- **Object location annotation data**:
■ ■ ■

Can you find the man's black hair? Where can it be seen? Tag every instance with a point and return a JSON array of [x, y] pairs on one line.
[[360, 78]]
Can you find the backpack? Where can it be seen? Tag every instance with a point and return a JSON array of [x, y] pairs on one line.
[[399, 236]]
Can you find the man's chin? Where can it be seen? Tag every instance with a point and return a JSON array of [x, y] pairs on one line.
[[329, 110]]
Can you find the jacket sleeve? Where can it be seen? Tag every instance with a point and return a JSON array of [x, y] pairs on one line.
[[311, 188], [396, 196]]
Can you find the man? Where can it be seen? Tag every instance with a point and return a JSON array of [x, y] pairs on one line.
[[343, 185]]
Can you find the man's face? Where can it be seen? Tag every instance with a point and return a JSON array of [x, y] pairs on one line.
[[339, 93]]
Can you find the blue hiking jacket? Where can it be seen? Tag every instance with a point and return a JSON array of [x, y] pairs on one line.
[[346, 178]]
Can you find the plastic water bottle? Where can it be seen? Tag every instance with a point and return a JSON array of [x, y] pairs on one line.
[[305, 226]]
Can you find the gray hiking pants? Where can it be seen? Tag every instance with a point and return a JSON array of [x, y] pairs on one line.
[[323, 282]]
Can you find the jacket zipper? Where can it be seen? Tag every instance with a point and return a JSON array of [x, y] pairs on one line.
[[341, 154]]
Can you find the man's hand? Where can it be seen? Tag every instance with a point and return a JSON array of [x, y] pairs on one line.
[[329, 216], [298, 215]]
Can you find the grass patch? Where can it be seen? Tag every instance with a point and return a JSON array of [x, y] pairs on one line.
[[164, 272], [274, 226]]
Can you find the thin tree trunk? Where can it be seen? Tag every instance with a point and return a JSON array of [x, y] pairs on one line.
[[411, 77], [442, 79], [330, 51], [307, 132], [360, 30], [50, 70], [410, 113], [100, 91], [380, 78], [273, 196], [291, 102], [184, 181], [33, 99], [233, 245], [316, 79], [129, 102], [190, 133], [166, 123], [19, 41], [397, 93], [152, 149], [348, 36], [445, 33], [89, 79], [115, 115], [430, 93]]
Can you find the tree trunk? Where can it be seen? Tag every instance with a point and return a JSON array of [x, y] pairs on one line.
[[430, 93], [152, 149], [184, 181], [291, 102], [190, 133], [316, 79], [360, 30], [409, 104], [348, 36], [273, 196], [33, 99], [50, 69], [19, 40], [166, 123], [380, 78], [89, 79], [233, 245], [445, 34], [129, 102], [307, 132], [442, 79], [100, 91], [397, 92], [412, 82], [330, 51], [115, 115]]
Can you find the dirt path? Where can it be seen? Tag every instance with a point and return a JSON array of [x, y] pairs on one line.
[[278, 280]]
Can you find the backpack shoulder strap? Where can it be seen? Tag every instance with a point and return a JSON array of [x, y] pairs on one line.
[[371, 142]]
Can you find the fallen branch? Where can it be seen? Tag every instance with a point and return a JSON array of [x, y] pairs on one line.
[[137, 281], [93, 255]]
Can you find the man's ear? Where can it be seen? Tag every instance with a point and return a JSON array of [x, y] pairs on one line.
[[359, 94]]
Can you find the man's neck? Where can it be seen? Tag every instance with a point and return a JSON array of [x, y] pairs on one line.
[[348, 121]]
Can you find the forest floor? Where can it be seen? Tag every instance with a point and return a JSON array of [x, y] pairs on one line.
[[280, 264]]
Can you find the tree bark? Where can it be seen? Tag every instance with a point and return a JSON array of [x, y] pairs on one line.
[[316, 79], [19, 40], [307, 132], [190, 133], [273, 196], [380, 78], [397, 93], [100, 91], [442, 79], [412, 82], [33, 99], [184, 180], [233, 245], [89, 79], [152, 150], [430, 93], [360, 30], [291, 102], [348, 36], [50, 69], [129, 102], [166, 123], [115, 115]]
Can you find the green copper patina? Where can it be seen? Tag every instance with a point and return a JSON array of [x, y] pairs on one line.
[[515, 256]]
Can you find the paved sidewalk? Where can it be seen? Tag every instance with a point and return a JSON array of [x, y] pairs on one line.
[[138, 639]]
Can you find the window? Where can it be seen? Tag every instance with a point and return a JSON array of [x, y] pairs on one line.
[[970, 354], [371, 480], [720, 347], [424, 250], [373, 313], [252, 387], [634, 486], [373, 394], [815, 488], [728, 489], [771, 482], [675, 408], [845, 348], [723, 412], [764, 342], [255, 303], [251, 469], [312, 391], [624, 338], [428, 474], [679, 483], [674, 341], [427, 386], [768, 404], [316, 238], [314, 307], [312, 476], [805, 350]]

■ ■ ■

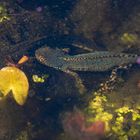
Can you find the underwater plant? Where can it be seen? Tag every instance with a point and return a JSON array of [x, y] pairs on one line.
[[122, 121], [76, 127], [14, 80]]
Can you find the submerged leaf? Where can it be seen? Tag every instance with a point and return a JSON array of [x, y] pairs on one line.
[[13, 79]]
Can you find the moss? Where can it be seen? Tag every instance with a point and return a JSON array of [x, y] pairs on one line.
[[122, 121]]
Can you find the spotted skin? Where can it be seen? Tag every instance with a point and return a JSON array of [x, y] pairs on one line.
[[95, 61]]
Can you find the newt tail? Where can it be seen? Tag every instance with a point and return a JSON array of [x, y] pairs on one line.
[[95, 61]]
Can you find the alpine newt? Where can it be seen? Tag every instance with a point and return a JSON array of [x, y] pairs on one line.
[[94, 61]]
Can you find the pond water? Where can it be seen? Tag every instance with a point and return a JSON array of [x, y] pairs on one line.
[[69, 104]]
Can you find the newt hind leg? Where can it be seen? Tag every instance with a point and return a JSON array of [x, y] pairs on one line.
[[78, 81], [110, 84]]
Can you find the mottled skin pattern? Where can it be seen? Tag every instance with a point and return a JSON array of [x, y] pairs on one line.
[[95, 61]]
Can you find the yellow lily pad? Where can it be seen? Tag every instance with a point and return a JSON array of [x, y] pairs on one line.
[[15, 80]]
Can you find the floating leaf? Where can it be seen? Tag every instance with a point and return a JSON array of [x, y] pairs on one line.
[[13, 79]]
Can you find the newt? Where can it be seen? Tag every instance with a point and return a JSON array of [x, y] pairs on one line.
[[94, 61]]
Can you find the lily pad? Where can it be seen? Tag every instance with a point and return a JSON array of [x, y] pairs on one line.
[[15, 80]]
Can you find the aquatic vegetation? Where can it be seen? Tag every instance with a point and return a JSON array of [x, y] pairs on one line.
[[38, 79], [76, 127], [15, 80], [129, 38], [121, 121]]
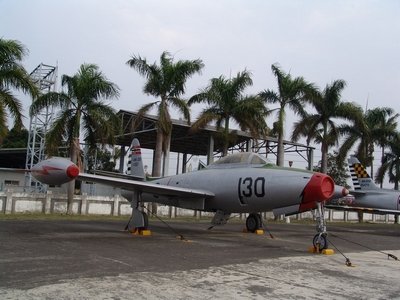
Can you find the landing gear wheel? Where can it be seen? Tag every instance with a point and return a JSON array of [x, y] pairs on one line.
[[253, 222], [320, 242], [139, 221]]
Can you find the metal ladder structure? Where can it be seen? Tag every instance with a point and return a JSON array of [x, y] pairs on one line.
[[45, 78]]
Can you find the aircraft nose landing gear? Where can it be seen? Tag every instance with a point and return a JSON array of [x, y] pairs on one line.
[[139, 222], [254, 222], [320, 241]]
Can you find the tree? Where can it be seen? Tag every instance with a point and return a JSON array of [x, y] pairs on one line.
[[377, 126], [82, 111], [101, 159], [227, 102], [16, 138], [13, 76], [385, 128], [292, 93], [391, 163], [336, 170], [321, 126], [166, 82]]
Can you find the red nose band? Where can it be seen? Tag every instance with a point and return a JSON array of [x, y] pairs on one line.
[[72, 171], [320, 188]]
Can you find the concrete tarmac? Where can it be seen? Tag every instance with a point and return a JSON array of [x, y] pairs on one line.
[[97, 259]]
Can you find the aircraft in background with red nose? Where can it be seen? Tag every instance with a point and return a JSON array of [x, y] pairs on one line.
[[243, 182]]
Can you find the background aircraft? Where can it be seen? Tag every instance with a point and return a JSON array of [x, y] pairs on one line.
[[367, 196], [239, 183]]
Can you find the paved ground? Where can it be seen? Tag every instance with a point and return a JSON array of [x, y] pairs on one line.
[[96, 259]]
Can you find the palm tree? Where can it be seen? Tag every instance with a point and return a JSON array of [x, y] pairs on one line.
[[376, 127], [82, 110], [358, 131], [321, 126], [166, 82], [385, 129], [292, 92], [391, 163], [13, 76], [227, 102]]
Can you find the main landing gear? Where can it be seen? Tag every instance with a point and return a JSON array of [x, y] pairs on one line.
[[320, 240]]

■ ■ ■

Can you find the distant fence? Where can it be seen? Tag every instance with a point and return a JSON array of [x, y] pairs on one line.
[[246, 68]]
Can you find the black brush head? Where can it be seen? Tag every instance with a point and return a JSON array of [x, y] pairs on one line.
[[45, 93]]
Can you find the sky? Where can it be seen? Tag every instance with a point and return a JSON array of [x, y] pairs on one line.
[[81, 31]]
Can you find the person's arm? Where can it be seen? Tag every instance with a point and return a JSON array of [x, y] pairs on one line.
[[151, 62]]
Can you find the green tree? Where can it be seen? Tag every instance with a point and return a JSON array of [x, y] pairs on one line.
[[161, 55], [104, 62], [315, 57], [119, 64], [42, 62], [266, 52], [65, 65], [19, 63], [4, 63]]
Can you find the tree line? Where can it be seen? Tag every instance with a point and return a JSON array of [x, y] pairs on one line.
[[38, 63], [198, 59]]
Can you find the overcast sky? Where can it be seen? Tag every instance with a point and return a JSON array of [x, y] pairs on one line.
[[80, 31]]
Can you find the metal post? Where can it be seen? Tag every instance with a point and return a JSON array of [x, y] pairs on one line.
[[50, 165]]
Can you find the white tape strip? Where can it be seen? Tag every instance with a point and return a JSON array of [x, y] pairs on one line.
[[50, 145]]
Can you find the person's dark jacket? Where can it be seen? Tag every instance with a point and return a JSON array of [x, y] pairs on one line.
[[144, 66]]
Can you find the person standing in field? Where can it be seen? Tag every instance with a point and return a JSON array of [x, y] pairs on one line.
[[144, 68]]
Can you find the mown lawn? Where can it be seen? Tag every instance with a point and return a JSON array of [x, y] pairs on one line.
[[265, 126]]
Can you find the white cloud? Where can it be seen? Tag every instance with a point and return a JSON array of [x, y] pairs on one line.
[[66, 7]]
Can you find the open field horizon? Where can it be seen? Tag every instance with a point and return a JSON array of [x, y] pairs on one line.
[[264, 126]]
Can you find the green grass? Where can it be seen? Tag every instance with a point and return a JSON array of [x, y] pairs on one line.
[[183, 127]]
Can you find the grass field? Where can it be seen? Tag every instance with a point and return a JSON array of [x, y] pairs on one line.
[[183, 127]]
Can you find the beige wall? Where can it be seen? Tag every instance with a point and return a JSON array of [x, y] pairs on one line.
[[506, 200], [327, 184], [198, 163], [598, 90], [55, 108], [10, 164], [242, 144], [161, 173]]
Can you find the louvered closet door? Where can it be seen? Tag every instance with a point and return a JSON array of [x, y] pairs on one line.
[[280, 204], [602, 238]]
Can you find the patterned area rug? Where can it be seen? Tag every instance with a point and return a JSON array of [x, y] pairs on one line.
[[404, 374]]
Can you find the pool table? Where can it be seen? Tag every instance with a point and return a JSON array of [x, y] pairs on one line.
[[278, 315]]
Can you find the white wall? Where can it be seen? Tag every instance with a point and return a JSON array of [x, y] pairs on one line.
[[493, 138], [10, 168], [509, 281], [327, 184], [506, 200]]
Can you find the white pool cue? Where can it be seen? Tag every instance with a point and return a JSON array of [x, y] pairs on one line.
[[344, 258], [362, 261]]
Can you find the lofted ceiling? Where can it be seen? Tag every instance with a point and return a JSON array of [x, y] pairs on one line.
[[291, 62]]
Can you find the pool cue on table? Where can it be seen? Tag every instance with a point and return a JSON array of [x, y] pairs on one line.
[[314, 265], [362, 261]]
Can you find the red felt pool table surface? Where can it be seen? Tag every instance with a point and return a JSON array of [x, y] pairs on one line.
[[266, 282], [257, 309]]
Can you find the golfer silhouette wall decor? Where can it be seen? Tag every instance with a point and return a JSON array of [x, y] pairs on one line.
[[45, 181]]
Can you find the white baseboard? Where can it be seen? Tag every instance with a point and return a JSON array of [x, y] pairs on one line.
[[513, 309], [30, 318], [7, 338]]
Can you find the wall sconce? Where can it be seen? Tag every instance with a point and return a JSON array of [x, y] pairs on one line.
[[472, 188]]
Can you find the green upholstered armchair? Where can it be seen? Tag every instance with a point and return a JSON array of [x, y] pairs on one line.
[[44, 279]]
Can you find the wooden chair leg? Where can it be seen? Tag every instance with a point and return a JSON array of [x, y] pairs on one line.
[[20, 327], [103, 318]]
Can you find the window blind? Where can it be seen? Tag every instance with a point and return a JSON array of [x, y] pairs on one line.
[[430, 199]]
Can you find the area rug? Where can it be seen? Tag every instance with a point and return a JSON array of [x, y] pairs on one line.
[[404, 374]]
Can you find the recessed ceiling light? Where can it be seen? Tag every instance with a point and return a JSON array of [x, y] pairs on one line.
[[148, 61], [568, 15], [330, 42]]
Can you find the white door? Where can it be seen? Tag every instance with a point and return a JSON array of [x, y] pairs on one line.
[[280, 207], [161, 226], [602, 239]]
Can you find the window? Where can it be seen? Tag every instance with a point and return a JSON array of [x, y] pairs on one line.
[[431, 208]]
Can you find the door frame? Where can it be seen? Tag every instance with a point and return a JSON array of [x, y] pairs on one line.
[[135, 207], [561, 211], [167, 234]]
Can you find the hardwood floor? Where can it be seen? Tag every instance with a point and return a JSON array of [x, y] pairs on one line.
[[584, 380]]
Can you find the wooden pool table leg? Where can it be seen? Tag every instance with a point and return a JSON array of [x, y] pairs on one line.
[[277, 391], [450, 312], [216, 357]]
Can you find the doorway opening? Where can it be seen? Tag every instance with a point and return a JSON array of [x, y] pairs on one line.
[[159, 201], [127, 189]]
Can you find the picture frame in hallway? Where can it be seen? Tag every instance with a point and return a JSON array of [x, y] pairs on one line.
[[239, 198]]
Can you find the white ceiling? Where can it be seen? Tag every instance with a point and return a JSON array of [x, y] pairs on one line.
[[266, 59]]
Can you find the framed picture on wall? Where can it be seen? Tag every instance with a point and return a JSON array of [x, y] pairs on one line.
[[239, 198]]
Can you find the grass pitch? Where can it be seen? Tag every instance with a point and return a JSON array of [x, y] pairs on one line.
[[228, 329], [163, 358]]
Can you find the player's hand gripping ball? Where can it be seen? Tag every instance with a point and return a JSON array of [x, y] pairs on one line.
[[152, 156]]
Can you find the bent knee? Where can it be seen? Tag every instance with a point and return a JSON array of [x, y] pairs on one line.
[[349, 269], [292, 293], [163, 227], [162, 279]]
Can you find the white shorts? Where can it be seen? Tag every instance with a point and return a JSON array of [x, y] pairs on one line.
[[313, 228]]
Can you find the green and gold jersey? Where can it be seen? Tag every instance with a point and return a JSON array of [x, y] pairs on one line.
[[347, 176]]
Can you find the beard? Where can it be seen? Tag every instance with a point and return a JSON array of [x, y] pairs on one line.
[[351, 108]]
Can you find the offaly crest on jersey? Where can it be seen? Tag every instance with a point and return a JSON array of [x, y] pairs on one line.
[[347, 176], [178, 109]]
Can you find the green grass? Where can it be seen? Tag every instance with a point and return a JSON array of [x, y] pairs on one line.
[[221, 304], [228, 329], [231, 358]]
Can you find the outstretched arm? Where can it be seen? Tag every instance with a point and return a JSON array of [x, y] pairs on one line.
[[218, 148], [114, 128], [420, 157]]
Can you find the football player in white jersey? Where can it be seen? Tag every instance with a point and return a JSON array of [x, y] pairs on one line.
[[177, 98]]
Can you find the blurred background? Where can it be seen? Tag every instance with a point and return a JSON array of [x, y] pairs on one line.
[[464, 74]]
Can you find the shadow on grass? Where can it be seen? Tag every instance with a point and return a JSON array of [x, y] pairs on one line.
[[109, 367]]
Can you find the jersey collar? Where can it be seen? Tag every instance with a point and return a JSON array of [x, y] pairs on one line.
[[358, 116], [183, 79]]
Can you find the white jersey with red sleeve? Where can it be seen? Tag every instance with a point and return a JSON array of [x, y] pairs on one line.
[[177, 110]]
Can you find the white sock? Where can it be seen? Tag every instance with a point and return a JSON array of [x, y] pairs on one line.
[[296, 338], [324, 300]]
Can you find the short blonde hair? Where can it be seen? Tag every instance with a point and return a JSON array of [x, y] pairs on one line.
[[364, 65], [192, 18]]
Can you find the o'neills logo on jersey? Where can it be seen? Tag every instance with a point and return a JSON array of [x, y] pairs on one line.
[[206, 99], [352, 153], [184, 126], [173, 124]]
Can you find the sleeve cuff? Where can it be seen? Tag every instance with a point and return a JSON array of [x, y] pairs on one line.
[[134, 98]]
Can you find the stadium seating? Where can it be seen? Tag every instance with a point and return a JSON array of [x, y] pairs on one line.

■ ■ ■

- **GOAL**:
Rewrite every line of the material from the line with "Can you find the wooden pool" to the line with "[[349, 269], [292, 293], [163, 227], [162, 279]]", increasing each coordinate in the answers by 41 and leaving everything else unchanged.

- **RESULT OF THIS TASK**:
Can you find the wooden pool table leg? Where can it be seen? Tag every instance with a point and return a JSON array of [x, y] pairs on one line.
[[318, 432], [491, 353], [257, 398]]
Can you find the doorway opening? Where can it be seen? Tag every instance with a point and return a JSON array of [x, y] pairs on one line.
[[200, 242], [168, 230]]
Can you find the picture frame in hallway? Where can it be seen? Tag every instance with a point and return a JSON array of [x, y] pairs on one line.
[[280, 239]]
Can you find the white ceiling? Where can it be seen? Tag every instance with a point and return a JSON array of [x, y] pairs on one line.
[[307, 100]]
Can you find the framed picture on wall? Where can it be seen? Tag every instance with a point and return a JSON array of [x, y] pairs on one line.
[[280, 239]]
Can you find the grass pitch? Where can it be seen? Tag every instance with a point and return a JSON array of [x, y] pairs on one line.
[[269, 370], [204, 399]]
Can you find the player's hand gripping ball? Where can it be seen? Tag every instance with a point and return a JSON array of [x, y] pairs on one line.
[[193, 197]]
Can you find the bent knee? Where can it be seen? Tag every instance with a point and return a JSON array of [x, y] pairs on one line.
[[390, 310], [333, 334], [204, 268], [203, 320]]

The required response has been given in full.